* START GIVEN DATA *
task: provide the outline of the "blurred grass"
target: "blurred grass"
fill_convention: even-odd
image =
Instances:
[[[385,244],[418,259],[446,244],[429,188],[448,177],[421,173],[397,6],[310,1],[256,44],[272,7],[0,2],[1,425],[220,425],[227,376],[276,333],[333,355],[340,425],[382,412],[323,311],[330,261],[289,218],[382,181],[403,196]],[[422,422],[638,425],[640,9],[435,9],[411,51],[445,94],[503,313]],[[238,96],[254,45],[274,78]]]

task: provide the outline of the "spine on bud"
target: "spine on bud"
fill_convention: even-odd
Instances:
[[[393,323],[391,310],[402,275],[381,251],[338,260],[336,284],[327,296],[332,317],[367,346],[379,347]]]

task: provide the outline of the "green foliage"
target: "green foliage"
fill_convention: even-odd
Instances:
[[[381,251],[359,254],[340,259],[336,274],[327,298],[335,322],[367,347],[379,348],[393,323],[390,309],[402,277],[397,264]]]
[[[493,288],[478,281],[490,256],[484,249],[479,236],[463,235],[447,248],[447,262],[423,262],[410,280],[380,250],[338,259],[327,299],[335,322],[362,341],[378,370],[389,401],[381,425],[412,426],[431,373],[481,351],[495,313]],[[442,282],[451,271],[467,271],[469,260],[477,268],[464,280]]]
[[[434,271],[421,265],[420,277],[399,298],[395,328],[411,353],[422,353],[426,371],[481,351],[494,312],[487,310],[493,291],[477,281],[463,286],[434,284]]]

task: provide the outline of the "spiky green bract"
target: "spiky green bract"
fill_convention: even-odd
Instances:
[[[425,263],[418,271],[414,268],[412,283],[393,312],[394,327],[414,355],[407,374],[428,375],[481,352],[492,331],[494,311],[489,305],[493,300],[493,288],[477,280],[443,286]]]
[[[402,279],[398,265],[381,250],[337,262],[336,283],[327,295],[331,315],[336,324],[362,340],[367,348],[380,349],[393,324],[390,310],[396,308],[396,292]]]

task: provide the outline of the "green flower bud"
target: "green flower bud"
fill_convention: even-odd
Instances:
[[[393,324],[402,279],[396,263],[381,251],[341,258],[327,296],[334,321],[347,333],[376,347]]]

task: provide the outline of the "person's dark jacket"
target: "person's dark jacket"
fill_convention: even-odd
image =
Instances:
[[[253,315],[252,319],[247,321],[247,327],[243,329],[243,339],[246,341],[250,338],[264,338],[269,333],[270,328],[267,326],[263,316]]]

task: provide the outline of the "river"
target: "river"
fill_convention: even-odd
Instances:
* END GIVEN DATA *
> _EXERCISE BRIEF_
List each line of the items above that contains the word "flower", reproducing those lines in full. Matching is case-sensitive.

> _FULL SOLUTION_
task: provide the outline of the "green flower bud"
target: "green flower bud"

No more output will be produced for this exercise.